Problem to work on
Copy out the rideshare forum thread below, in full and word for word.

Given passage
* * * * *

I'll debate this with you when you learn how to form proper sentences.


----------



## SuperDumped (Sep 6, 2019)

ariel5466 said:


> I'll debate this with you when you learn how to form proper sentences.


no debate & the opinions of children(if you drive x pool you are a child hence the childrechildrens wages) dont concern me, 1 handed typing on a software key board usually between bowl hits for entertainment while bored, when up starts paying me for proper sentence structure, grammar & punkchuation ill consider it, plus usually when a grammar nazi has nothing better to do it means they have no valid counter point its omg uz stoopid when the point should be grasped i aint mad at cha


----------



## Lessthanminimum (Nov 5, 2017)

SuperDumped said:


> no debate & the opinions of children(if you drive x pool you are a child hence the childrechildrens wages) dont concern me, 1 handed typing on a software key board usually between bowl hits for entertainment while bored, when up starts paying me for proper sentence structure, grammar & punkchuation ill consider it, plus usually when a grammar nazi has nothing better to do it means they have no valid counter point its omg uz stoopid when the point should be grasped i aint mad at cha


Oh you mean "&764'+ $:;675_'ghjthjk.


----------



## R3drang3r (Feb 16, 2019)

ariel5466 said:


> If they actually were making out in the car, then yeah, I could see any driver having an issue with that, gay or straight. But a simple kiss on the cheek? Would you mind so much if it was a woman kissing a man on the cheek?
> 
> All that being said, the woman in the video should've gotten out of the car and dealt with it later.


Kissing, making out, I don't have an issue with it. I'd rather have two people in love than a couple of obnoxious entitled Pax.


----------



## Gone_in_60_seconds (Jan 21, 2018)

RightTurnOnRed said:


> Kristin Michele and Jenn Mangan were in an Uber on their way to a Zac Brown Band concert in Camden on Friday night when Michele leaned over and gave Mangan a kiss on the cheek, they said.

* * * * *

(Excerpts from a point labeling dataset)
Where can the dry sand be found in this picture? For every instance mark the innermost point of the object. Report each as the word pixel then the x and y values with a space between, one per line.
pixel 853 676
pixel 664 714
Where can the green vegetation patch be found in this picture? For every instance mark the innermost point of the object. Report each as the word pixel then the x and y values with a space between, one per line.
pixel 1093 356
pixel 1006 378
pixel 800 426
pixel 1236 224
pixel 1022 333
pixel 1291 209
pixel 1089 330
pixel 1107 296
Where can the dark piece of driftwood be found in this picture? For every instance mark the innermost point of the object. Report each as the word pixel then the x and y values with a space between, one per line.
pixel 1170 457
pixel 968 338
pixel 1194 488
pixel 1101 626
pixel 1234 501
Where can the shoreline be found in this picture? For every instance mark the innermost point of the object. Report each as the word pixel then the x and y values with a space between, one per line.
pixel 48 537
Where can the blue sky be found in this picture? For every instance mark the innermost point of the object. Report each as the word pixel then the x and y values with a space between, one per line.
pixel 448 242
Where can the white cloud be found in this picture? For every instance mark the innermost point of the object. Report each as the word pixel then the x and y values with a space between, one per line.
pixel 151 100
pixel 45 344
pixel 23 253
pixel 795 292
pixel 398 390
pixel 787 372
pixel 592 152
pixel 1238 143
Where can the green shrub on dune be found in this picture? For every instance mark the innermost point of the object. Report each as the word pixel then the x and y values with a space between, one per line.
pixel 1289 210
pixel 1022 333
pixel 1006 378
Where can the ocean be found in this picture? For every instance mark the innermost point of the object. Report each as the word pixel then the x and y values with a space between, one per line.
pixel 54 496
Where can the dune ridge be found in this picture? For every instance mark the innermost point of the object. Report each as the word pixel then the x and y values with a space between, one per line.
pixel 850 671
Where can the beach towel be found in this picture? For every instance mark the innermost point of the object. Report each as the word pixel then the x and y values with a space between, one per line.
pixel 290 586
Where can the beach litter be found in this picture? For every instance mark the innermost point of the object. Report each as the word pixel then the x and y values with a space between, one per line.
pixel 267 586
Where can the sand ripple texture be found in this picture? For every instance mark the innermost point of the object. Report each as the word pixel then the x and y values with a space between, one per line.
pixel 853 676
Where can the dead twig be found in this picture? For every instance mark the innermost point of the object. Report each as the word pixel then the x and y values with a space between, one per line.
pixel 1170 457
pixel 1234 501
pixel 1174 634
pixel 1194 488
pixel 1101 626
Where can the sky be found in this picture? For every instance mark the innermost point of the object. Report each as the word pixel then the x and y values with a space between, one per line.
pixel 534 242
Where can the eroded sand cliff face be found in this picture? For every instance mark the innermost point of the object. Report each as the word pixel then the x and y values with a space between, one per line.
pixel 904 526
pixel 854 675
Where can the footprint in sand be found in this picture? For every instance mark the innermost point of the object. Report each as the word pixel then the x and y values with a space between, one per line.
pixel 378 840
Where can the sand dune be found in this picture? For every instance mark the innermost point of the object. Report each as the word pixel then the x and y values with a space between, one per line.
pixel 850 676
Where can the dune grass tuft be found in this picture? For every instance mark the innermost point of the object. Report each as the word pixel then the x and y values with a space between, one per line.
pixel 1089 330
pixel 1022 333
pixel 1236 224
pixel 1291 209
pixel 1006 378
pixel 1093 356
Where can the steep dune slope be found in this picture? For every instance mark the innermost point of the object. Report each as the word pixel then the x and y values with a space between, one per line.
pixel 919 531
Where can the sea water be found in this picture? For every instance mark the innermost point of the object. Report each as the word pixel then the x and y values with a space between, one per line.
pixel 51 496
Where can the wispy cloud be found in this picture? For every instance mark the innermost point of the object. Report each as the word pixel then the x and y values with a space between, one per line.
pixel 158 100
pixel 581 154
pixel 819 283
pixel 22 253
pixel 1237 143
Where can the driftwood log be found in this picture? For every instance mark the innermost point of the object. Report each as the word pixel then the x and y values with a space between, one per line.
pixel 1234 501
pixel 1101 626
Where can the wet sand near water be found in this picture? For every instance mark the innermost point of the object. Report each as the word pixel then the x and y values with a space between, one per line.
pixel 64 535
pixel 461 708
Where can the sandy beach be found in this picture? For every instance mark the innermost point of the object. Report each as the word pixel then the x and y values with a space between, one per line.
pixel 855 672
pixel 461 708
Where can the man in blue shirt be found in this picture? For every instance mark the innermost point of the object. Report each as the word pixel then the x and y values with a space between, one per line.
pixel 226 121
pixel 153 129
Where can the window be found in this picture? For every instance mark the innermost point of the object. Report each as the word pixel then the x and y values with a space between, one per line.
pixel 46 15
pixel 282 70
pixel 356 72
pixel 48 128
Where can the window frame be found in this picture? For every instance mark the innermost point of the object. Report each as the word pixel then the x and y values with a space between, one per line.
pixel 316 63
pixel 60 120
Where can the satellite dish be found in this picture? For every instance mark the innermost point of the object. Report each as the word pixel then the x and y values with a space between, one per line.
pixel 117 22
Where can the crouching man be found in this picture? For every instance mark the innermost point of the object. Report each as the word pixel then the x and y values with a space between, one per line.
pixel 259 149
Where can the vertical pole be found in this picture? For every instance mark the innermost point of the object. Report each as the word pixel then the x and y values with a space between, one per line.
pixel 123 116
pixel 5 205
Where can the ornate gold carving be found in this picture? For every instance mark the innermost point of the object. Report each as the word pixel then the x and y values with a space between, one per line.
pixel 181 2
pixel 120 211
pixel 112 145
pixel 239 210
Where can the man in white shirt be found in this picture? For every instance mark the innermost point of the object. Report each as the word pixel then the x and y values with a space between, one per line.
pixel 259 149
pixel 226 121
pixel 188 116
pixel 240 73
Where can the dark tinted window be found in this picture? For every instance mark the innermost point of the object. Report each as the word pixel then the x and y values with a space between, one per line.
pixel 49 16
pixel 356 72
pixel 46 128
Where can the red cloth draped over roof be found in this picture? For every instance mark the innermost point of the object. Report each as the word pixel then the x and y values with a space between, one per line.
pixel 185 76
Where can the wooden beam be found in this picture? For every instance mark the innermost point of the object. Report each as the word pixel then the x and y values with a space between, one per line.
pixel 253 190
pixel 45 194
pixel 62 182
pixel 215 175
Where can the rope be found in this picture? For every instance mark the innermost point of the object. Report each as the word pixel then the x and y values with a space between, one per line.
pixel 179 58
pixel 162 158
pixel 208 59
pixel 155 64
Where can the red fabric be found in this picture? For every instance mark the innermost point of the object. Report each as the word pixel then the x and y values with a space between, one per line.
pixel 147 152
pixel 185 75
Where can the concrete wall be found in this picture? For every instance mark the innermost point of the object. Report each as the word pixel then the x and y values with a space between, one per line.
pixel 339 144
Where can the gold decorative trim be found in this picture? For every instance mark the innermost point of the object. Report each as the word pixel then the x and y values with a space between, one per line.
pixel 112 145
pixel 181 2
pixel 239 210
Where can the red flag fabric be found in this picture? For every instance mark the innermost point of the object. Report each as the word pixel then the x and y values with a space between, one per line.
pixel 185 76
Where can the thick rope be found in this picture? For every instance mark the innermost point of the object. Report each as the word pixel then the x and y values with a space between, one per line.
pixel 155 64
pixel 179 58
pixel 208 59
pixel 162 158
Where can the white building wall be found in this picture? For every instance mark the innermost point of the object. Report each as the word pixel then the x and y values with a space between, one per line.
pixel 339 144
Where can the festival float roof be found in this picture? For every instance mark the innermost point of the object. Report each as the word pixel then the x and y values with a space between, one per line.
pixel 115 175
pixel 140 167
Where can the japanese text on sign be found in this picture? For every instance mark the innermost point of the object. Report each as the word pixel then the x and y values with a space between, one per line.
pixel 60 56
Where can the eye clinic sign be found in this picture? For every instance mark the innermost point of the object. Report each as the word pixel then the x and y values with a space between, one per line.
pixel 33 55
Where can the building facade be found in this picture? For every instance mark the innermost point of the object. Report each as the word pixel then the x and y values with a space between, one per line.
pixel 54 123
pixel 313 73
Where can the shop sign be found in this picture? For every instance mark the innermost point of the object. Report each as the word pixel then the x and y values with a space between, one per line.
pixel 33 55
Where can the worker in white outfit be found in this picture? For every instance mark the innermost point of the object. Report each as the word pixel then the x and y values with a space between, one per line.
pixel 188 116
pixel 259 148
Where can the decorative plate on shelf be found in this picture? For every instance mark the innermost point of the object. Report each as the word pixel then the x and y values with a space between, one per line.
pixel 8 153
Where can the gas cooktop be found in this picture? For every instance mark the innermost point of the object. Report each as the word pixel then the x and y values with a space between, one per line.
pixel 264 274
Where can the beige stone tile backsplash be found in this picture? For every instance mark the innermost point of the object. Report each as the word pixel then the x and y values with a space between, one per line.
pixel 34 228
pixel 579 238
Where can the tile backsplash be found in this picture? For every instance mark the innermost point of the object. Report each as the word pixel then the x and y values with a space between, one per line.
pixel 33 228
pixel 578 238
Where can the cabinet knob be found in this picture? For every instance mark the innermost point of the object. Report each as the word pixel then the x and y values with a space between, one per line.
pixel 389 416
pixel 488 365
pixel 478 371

* * * * *

Complete answer
I'll debate this with you when you learn how to form proper sentences.


----------



## SuperDumped (Sep 6, 2019)

ariel5466 said:


> I'll debate this with you when you learn how to form proper sentences.


no debate & the opinions of children(if you drive x pool you are a child hence the childrechildrens wages) dont concern me, 1 handed typing on a software key board usually between bowl hits for entertainment while bored, when up starts paying me for proper sentence structure, grammar & punkchuation ill consider it, plus usually when a grammar nazi has nothing better to do it means they have no valid counter point its omg uz stoopid when the point should be grasped i aint mad at cha


----------



## Lessthanminimum (Nov 5, 2017)

SuperDumped said:


> no debate & the opinions of children(if you drive x pool you are a child hence the childrechildrens wages) dont concern me, 1 handed typing on a software key board usually between bowl hits for entertainment while bored, when up starts paying me for proper sentence structure, grammar & punkchuation ill consider it, plus usually when a grammar nazi has nothing better to do it means they have no valid counter point its omg uz stoopid when the point should be grasped i aint mad at cha


Oh you mean "&764'+ $:;675_'ghjthjk.


----------



## R3drang3r (Feb 16, 2019)

ariel5466 said:


> If they actually were making out in the car, then yeah, I could see any driver having an issue with that, gay or straight. But a simple kiss on the cheek? Would you mind so much if it was a woman kissing a man on the cheek?
> 
> All that being said, the woman in the video should've gotten out of the car and dealt with it later.


Kissing, making out, I don't have an issue with it. I'd rather have two people in love than a couple of obnoxious entitled Pax.


----------



## Gone_in_60_seconds (Jan 21, 2018)

RightTurnOnRed said:


> Kristin Michele and Jenn Mangan were in an Uber on their way to a Zac Brown Band concert in Camden on Friday night when Michele leaned over and gave Mangan a kiss on the cheek, they said.